-- begin --

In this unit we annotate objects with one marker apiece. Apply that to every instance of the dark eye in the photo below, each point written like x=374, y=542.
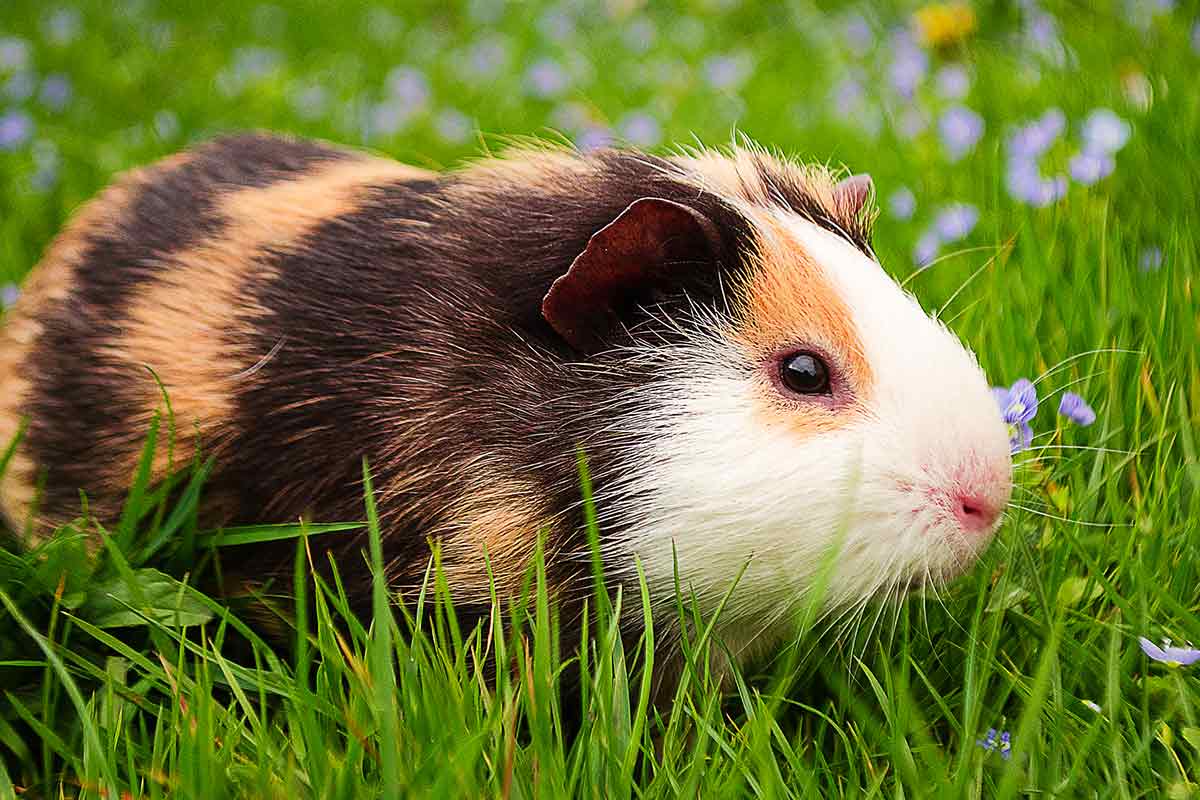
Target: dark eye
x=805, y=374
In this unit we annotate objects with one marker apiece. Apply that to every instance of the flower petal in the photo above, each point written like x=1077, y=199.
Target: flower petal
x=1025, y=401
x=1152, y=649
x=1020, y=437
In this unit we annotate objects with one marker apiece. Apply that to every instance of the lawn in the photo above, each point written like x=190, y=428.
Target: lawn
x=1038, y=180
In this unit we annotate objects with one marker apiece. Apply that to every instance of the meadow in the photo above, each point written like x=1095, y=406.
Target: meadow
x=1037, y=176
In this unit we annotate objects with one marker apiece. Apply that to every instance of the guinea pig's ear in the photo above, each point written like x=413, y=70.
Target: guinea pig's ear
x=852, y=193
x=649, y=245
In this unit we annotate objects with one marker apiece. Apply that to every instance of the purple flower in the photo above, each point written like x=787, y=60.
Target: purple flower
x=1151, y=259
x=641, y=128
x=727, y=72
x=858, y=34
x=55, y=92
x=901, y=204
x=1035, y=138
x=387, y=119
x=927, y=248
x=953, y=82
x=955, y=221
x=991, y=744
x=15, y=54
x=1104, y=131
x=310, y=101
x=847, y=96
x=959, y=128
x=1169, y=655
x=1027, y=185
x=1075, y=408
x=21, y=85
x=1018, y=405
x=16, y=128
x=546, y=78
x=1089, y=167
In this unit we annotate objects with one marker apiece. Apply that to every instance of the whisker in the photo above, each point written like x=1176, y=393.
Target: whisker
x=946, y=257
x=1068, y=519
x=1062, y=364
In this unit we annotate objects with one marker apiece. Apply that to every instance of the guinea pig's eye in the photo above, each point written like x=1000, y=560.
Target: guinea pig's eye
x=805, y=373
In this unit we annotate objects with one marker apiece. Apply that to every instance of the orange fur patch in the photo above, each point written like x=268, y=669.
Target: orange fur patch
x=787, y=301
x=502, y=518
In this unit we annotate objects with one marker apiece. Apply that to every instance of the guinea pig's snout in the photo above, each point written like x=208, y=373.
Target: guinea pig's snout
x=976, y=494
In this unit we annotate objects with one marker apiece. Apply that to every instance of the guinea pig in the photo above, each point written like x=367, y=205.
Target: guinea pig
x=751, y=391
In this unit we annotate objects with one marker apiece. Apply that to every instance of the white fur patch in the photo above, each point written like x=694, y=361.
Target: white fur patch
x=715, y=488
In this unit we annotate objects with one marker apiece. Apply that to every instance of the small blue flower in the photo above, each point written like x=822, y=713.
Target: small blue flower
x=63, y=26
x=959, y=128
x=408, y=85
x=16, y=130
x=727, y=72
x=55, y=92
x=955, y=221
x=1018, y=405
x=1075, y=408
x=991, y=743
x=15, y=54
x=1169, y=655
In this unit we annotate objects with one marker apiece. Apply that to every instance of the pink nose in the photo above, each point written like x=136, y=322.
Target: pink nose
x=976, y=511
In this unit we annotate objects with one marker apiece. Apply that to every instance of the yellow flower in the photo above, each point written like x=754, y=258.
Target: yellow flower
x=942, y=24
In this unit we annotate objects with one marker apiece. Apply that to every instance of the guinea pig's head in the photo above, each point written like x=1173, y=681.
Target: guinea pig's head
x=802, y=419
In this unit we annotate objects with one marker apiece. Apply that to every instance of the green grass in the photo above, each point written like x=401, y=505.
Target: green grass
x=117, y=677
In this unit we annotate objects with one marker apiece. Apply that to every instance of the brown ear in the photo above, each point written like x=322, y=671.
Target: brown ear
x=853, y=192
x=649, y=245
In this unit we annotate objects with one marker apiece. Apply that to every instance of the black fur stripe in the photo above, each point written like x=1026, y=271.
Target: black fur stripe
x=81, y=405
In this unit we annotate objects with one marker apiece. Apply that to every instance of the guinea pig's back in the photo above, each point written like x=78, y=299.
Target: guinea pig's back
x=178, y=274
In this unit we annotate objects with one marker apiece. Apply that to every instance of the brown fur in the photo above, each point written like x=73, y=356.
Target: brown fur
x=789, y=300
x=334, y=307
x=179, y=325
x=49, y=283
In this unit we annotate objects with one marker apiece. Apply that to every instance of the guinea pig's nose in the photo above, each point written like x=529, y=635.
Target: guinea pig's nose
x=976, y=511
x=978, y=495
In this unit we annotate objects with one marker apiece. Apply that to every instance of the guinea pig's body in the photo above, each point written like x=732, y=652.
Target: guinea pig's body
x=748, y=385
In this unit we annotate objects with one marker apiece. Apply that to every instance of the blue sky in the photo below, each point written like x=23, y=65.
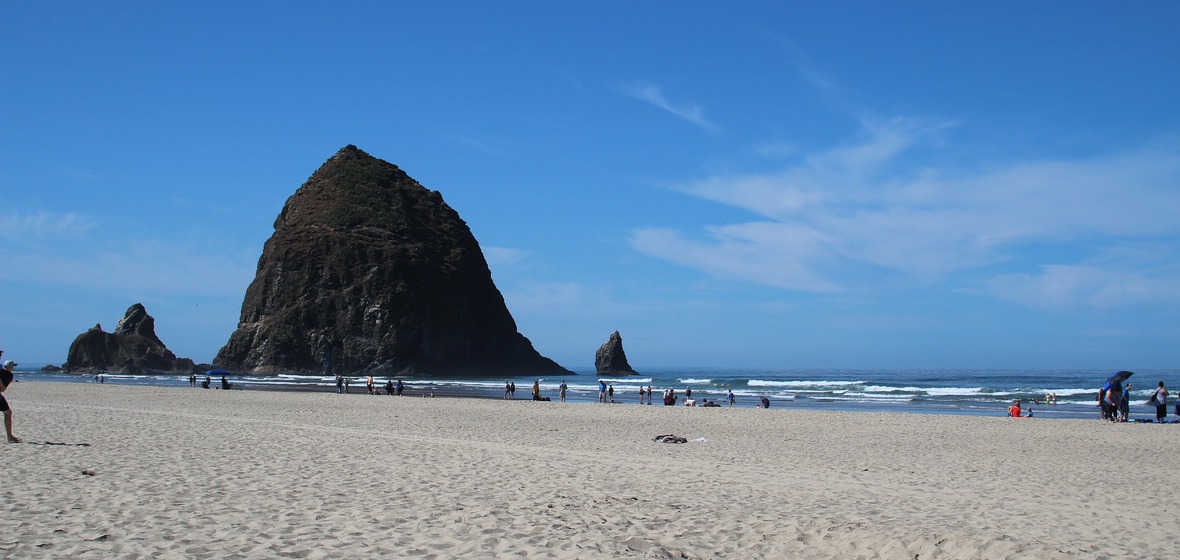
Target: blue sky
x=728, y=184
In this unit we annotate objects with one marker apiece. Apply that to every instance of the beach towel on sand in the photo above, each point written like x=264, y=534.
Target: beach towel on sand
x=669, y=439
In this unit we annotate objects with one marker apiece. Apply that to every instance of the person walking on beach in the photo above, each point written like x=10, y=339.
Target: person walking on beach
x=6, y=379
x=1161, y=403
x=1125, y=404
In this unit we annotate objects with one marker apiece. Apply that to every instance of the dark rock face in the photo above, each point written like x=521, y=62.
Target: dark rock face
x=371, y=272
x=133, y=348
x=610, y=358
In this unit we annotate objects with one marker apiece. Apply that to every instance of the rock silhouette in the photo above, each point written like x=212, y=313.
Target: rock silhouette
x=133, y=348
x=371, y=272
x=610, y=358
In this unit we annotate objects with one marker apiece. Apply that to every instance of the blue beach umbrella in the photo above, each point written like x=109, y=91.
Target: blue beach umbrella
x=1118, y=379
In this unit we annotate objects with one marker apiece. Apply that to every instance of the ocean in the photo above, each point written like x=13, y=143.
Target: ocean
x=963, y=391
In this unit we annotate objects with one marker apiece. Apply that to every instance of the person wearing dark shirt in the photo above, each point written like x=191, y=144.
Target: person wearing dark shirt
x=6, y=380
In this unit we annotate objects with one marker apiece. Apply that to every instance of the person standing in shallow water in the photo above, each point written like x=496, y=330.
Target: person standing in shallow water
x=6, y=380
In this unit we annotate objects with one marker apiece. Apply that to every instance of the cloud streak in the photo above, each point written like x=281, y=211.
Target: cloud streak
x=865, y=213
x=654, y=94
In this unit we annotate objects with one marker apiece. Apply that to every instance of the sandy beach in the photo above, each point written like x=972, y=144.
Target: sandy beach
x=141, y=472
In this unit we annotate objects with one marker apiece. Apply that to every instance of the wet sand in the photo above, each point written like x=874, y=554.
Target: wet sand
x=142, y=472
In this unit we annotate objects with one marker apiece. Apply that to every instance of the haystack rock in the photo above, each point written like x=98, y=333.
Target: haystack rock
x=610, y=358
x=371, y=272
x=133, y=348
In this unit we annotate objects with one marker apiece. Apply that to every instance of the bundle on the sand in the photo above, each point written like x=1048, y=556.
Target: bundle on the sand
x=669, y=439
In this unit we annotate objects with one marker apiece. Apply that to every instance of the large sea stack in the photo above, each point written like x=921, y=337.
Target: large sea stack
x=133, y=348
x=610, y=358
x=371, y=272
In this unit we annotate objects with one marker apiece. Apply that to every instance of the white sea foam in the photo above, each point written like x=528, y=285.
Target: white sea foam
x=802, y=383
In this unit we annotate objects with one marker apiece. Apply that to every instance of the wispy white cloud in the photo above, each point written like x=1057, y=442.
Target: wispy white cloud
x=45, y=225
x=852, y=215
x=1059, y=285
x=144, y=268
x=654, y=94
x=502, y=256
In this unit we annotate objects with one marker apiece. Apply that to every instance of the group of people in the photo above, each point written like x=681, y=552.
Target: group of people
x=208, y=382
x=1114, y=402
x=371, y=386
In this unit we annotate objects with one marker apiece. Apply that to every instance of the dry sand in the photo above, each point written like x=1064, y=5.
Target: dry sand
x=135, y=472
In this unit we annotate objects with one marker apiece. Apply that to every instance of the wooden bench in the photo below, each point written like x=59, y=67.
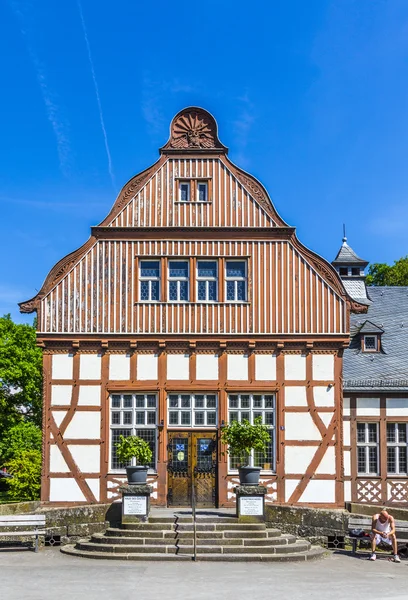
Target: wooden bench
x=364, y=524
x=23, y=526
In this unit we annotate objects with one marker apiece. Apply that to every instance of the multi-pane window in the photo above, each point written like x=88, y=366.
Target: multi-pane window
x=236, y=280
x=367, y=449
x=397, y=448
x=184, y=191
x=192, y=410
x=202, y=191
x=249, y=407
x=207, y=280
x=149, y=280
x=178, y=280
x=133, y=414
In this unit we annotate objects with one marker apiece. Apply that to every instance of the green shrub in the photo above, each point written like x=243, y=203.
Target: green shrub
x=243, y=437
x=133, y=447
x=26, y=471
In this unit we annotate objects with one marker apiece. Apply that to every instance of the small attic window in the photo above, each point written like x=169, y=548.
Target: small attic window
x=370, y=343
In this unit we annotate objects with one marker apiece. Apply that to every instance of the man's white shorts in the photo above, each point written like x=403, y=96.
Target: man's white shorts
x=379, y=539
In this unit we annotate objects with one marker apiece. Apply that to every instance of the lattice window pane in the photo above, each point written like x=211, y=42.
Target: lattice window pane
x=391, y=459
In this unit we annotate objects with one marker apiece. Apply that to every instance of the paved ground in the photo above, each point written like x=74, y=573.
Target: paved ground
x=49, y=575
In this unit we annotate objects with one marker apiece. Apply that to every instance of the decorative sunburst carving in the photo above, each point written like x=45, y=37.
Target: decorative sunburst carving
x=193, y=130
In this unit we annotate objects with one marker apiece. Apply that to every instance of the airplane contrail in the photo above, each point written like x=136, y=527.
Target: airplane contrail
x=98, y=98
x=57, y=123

-- end --

**WHAT YOU HAVE TO DO**.
Copy the lines above word for word, beginning with the line that contains "like x=1064, y=5." and ending with the line that contains "x=23, y=526", both included. Leave out the picture.

**TASK OUTPUT**.
In this unit we annotate objects with one marker apiece. Apply that to every instance of the dry sand in the photo above, each point written like x=1064, y=5.
Target: dry sand
x=135, y=472
In this unit we annotate objects with one marker apiece. Apply that to every instance of the wooden bench in the photo below, each point written like x=59, y=67.
Target: wooden bench
x=364, y=524
x=23, y=526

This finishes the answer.